● Set of tasks:
**1.** Reproduce the issue post word for word, from "Then I opened" to "subcommands[args.subcommand].handle(args, other)".
**2.** In the issue post, what was the purpose of following the README through step 4? Reply in one to three sentences.

● Provided text:
-.-.-

Open beamalsky opened 5 years ago
Today I ran docker-compose down --volumes
, then followed the README through step 4 to get the site running.
Then I opened a new tab and ran the following:
cd hearings
workon hearings
export DATABASE_URL=postgresql://postgres:postgres@localhost:32001/hearings
pupa update us --fastmode
It ran for ~10 minutes and returned:
Traceback (most recent call last):
File "/Users/beamalsky/.virtualenvs/hearings/bin/pupa", line 11, in <module>
sys.exit(main())
File "/Users/beamalsky/.virtualenvs/hearings/lib/python3.7/site-packages/pupa/cli/__main__.py", line 68, in main
subcommands[args.subcommand].handle(args, other)
File "/Users/beamalsky/.virtualenvs/hearings/lib/python3.7/site-packages/pupa/cli/commands/update.py", line 260, in handle
return self.do_handle(args, other, juris)
File "/Users/beamalsky/.virtualenvs/hearings/lib/python3.7/site-packages/pupa/cli/commands/update.py", line 305, in do_handle
report['scrape'] = self.do_scrape(juris, args, scrapers)

-.-.-

● Dataset entries:
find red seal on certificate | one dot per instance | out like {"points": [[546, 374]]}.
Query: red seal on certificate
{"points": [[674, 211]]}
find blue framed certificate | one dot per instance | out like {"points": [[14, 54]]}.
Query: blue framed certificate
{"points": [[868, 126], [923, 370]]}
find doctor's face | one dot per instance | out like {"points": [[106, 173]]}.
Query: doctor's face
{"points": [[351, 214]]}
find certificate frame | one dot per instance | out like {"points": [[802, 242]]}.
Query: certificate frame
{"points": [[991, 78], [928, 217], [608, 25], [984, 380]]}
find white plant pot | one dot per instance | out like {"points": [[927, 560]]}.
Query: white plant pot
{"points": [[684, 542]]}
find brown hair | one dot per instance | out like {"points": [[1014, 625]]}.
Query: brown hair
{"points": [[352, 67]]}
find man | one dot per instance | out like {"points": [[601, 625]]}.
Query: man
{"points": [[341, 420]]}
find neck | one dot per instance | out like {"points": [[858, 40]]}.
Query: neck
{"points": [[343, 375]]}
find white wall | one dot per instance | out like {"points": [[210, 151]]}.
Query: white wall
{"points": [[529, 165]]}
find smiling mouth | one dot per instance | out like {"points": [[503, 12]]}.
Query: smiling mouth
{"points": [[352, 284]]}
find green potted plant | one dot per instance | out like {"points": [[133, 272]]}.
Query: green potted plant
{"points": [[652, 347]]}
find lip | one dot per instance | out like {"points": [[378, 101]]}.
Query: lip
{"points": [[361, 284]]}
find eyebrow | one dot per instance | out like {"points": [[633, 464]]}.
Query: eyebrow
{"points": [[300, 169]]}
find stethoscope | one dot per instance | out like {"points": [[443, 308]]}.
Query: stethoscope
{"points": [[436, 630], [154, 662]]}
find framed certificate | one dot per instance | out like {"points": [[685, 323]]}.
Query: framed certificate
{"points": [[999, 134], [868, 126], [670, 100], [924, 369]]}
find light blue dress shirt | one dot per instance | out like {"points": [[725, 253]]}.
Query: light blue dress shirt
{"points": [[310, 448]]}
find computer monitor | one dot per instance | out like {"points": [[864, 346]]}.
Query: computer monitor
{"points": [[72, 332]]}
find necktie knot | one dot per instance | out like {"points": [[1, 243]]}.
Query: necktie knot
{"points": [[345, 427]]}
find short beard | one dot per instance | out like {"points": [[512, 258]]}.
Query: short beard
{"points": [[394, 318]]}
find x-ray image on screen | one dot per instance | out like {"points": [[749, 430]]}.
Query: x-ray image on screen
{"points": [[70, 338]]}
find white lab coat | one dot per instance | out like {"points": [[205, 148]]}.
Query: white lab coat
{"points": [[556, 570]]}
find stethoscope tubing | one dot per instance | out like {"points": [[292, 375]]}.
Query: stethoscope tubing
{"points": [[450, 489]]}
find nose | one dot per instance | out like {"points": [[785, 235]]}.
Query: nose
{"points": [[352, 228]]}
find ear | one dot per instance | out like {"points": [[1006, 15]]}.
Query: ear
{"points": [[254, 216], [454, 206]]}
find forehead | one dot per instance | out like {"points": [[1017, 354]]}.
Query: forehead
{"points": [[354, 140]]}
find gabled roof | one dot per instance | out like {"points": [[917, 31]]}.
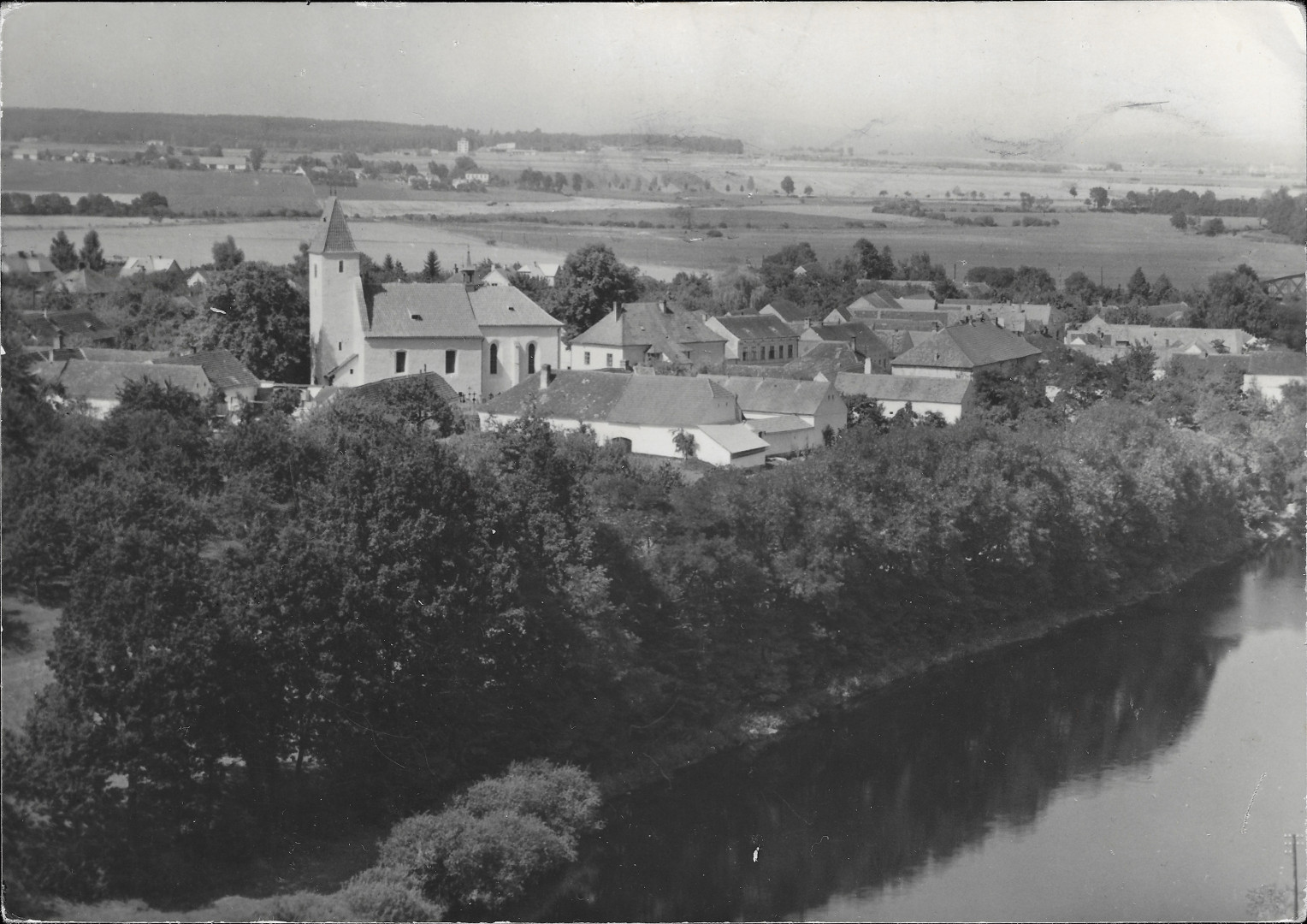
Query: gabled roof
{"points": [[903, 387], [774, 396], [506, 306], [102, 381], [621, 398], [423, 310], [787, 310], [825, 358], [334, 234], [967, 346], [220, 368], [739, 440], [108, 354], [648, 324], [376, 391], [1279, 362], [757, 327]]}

-.-.-

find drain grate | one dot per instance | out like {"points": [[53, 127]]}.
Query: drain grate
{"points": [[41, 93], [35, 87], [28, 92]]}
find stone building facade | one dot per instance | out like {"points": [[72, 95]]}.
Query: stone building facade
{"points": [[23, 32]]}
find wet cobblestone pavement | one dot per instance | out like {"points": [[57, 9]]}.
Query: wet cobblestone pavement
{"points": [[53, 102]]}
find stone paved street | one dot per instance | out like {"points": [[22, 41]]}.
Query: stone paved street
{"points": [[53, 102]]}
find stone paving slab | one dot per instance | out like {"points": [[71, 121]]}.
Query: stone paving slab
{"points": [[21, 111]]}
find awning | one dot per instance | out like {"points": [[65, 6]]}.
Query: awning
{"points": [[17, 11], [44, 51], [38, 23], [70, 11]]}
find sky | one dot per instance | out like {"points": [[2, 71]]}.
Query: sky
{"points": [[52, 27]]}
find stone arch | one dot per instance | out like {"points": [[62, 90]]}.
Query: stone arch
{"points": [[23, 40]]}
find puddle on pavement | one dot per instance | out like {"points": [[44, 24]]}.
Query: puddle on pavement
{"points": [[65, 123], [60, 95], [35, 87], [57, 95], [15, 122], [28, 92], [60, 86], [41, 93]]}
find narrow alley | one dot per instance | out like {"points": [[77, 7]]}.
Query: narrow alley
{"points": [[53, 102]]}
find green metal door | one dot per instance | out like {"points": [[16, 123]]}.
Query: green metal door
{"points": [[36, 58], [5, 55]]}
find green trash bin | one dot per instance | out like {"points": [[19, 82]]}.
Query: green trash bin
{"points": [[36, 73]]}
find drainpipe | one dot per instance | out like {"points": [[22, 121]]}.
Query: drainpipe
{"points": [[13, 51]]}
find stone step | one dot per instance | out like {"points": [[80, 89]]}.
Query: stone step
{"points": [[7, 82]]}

-.-.-

● Task-by-task outputs:
**1.**
Then I opened a new tab and ran the following:
cd hearings
workon hearings
export DATABASE_URL=postgresql://postgres:postgres@localhost:32001/hearings
pupa update us --fastmode
It ran for ~10 minutes and returned:
Traceback (most recent call last):
File "/Users/beamalsky/.virtualenvs/hearings/bin/pupa", line 11, in <module>
sys.exit(main())
File "/Users/beamalsky/.virtualenvs/hearings/lib/python3.7/site-packages/pupa/cli/__main__.py", line 68, in main
subcommands[args.subcommand].handle(args, other)

**2.** The purpose was to get the site running. The writer did this after running docker-compose down --volumes.